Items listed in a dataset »
_ _ _

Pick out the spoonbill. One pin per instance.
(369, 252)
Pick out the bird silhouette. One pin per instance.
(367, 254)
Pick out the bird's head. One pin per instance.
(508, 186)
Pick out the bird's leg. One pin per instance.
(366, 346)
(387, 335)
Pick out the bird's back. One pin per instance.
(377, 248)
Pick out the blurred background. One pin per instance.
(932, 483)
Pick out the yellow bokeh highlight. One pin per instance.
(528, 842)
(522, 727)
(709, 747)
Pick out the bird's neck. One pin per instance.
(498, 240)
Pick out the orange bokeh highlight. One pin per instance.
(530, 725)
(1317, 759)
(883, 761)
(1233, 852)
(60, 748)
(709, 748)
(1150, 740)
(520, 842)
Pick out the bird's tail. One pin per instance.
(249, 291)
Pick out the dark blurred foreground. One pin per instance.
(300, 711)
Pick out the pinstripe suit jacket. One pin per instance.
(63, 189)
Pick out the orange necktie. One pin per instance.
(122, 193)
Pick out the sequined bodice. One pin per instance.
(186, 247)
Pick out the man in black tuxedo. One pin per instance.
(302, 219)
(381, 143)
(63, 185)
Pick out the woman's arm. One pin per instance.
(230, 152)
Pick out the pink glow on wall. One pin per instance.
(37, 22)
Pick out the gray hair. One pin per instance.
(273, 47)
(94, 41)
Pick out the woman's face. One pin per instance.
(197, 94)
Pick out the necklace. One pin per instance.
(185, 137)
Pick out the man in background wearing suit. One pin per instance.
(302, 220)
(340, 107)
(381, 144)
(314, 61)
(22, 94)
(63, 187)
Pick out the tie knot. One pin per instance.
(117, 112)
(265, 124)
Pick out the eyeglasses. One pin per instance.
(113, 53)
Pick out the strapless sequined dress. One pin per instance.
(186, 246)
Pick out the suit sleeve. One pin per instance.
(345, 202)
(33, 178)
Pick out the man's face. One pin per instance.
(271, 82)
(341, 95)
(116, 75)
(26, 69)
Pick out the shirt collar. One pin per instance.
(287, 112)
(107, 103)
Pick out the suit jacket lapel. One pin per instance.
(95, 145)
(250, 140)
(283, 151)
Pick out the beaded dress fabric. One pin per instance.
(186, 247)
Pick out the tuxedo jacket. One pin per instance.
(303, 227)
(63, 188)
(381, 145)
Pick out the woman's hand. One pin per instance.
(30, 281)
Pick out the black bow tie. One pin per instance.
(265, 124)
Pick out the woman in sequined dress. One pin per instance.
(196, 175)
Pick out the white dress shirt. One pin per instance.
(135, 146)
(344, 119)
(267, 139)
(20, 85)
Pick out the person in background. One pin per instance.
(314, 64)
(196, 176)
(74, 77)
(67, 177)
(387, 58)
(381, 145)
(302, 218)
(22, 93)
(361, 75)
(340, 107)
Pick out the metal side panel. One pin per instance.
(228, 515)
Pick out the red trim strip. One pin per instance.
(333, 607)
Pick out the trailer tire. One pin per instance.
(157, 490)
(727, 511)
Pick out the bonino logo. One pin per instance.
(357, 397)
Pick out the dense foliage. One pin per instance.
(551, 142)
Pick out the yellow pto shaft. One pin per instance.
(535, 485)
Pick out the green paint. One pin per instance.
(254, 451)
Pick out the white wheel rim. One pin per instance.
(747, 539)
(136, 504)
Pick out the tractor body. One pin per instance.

_ _ _

HOW TO COMPLETE THIS TASK » Transcribe the data in full, keeping every character.

YOUR SOLUTION »
Pick out the spoonbill. One pin per instance.
(369, 252)
Pick out the bird silhouette. One pin per instance.
(367, 254)
Pick out the bird's head. One pin per instance.
(508, 186)
Pick out the bird's leg. One pin per instance.
(366, 346)
(387, 335)
Pick out the bird's back. One pin per instance.
(377, 248)
Pick out the blurred background. One pin per instance.
(932, 483)
Pick out the yellow bokeh highlight. One pin per instance.
(528, 842)
(522, 727)
(709, 747)
Pick out the bird's neck. One pin per instance.
(498, 240)
Pick out the orange bokeh highlight. One pin per instance.
(530, 725)
(1317, 759)
(883, 761)
(1233, 852)
(60, 748)
(709, 748)
(1150, 740)
(520, 842)
Pick out the bird's tail. One pin per instance.
(249, 291)
Pick out the dark blurred foreground. One pin per instance.
(300, 711)
Pick out the pinstripe suit jacket. One pin per instance.
(63, 189)
Pick out the orange necktie. One pin per instance.
(122, 193)
Pick out the sequined bodice. One pin per instance.
(186, 247)
Pick out the man in black tuxedo. One pin per instance.
(302, 219)
(381, 143)
(63, 185)
Pick out the woman's arm. One pin per instance.
(230, 152)
Pick out the pink glow on wall. One pin per instance.
(37, 22)
Pick out the gray hair. One pin per instance.
(273, 47)
(94, 41)
Pick out the woman's face. One pin per instance.
(197, 94)
Pick out the necklace. One pin per instance.
(185, 137)
Pick out the man in background wearing suit. One pin per instance.
(302, 220)
(340, 107)
(381, 144)
(314, 61)
(22, 94)
(63, 187)
Pick out the tie knot. One pin per instance.
(117, 112)
(265, 124)
Pick out the eyeglasses. One pin per instance.
(113, 53)
Pick out the strapless sequined dress. One pin per instance.
(186, 246)
Pick out the suit sleeve. One pin per instance.
(345, 202)
(33, 178)
Pick out the man's face. One pin per instance.
(271, 82)
(341, 95)
(116, 75)
(26, 69)
Pick out the shirt collar. One pin per instance.
(287, 112)
(107, 103)
Pick out the suit jacket lapel. One pin per instance.
(95, 145)
(250, 140)
(283, 151)
Pick out the beaded dress fabric. One pin per instance.
(186, 247)
Pick out the tuxedo jacket. One pin per instance.
(303, 227)
(63, 188)
(381, 145)
Pick out the woman's hand. One pin per instance.
(30, 281)
Pick out the black bow tie. One pin per instance.
(265, 124)
Pick out the woman in sequined dress. One pin per instance.
(196, 175)
Pick out the white dress shirt. One pin per instance.
(135, 146)
(344, 119)
(267, 139)
(20, 85)
Pick out the person in background. One pin per instance.
(314, 64)
(196, 176)
(74, 77)
(67, 177)
(387, 58)
(381, 145)
(302, 218)
(22, 93)
(361, 75)
(340, 107)
Pick out the metal side panel. One pin per instance.
(228, 515)
Pick out the red trim strip. One pin per instance.
(333, 607)
Pick out the trailer tire. One pin per instance.
(157, 490)
(727, 511)
Pick out the bonino logo. One pin per instance.
(357, 397)
Pick out the dense foliage. One pin per instance.
(551, 142)
Pick out the yellow pto shaft. One pin per instance.
(535, 485)
Pick out the green paint. One pin per instance.
(254, 451)
Pick out the white wheel rim. One pin per instance.
(747, 539)
(136, 504)
Pick out the tractor body. One pin per instance.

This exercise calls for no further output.